▸ Activity
Using the essay on the Charleston church shooting, answer these:
1. Which retailer did CNN report would stop selling Confederate flag merchandise?
2. How many people were killed at the church in Charleston?
3. Which South Carolina legislator plans to introduce a bill to remove the flag from state property?

▸ Passage provided

A little while ago, CNN reported Walmart will stop selling merchandise with the Confederate flag. Earlier today, South Carolina Gov. Nikki Haley called for the removal of the flag, which currently flies on the grounds of the state Capitol. A couple of days ago, Mitt Romney tweeted it needed to come down, adding "To many, it is a symbol of racial hatred. Remove it now to honor #Charleston victims."
All of this comes a few days after a psycho racist white guy shot up a black church in Charleston, killing nine people.
The night the news broke about the massacre, it was difficult for me to fall asleep. I was alone in our two-story townhome with the dogs. From the bed, I kept staring at the stairs, expecting a villain to appear out of the darkness. It was like I expected the killer, who'd yet to be apprehended, to come get me or something. I mentally calculated how far away Charleston was from Augusta. He could dash up I-26 and hook a left onto I-20, taking him straight here. Who would suspect a mass murderer to be hiding in a town known for golf tournament? It could have been the perfect escape plan.
I know that's crazy. But the fact that someone entered a place of worship and intentionally shattered the invisible curtain of peace is so terrifying. The callous way this guy took the lives of people who merely looked different from him, who offered him kindness even though he was a stranger, was overwhelming. It shook me to my core.
It's not that the Charleston massacre inspired fear for my own life. I'm half white and half Korean - thanks to my dad's genes, I'm statistically not likely to be the victim of racist violence. I was -- I am -- scared for humanity.
How do you fix deeply rooted racism like this? How does a city, a state, a country find healing in such violent times? To paraphrase something my old journalism professor said to me recently, the genie’s been let out of the bottle already -- is there any way to force it back in ?
Of course, that professor was talking about gun control, but at the root of such a tragedy like this is some people’s inability to see that we’re all humans, no matter the pigment of our skin.
How do you heal a wound whose stitches are constantly being reopened by privilege and ignorance? How do you repair the shredded cloth of humanity with a single needle and thread?
I don't have the answers. What I do know is that removing all semblances of the old, bigoted South from public property is as good a start as any. South Carolina legislator Doug Brannon says he plans to introduce a bill as soon as possible (December) to remove the flag from state property.

▸ Dataset excerpts
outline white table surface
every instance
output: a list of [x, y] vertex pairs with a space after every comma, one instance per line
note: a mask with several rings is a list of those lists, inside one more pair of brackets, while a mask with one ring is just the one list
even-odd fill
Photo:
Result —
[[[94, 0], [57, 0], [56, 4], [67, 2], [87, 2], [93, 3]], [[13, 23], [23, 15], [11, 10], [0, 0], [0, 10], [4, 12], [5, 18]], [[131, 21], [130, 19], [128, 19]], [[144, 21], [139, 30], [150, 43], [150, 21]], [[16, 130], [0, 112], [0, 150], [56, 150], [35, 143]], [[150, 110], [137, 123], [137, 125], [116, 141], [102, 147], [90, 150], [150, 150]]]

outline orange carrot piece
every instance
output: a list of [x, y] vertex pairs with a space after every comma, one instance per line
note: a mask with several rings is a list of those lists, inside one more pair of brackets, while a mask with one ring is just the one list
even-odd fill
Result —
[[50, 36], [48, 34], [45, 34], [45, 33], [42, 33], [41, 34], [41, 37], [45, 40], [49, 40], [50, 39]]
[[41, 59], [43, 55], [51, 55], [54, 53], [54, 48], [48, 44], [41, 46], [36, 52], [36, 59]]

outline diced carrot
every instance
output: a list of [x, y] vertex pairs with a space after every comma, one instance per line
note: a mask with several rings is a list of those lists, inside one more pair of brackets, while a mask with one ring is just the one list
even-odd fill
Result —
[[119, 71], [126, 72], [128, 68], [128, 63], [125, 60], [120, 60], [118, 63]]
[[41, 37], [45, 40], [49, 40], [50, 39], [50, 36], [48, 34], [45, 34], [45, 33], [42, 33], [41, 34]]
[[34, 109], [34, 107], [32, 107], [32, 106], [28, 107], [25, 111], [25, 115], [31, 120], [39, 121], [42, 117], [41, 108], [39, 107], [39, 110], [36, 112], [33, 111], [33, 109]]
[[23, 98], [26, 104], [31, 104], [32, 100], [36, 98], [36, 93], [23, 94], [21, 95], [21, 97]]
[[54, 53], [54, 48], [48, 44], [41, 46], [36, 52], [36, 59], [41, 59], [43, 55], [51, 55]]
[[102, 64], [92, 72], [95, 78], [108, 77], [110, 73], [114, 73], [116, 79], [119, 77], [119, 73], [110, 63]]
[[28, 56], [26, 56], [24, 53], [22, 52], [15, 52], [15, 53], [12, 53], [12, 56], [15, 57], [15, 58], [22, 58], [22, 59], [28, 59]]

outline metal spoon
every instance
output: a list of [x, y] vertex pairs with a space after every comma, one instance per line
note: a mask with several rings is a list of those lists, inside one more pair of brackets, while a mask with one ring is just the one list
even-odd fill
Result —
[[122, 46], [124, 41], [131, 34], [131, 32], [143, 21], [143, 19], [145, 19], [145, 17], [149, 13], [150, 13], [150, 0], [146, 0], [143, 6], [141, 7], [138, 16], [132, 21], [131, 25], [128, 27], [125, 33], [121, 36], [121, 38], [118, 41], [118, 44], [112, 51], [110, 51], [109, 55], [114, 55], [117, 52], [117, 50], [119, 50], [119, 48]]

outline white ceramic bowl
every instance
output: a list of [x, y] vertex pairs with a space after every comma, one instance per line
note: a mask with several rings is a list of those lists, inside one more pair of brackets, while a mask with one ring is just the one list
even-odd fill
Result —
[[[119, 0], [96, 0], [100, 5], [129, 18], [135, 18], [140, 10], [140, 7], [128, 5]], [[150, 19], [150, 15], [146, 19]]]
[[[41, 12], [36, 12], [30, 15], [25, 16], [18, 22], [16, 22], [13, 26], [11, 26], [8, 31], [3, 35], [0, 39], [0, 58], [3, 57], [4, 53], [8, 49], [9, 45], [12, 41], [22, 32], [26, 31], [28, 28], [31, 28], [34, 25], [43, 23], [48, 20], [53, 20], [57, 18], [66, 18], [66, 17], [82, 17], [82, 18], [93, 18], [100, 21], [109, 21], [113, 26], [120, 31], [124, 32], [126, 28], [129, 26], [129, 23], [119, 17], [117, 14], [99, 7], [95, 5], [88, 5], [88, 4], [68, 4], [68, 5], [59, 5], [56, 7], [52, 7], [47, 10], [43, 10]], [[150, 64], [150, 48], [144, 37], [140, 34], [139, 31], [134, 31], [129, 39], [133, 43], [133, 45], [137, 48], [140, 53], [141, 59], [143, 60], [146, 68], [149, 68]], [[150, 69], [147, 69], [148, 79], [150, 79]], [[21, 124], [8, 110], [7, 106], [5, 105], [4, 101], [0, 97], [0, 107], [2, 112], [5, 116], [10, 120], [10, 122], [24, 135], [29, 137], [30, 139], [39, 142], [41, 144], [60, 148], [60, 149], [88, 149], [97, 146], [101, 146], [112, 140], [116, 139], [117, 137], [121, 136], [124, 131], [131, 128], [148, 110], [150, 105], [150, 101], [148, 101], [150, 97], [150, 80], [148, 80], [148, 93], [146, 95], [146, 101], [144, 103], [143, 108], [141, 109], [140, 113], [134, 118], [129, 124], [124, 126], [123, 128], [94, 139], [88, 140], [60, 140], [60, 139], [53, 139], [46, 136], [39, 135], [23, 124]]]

▸ Response to this task
1. Walmart
2. Nine
3. Doug Brannon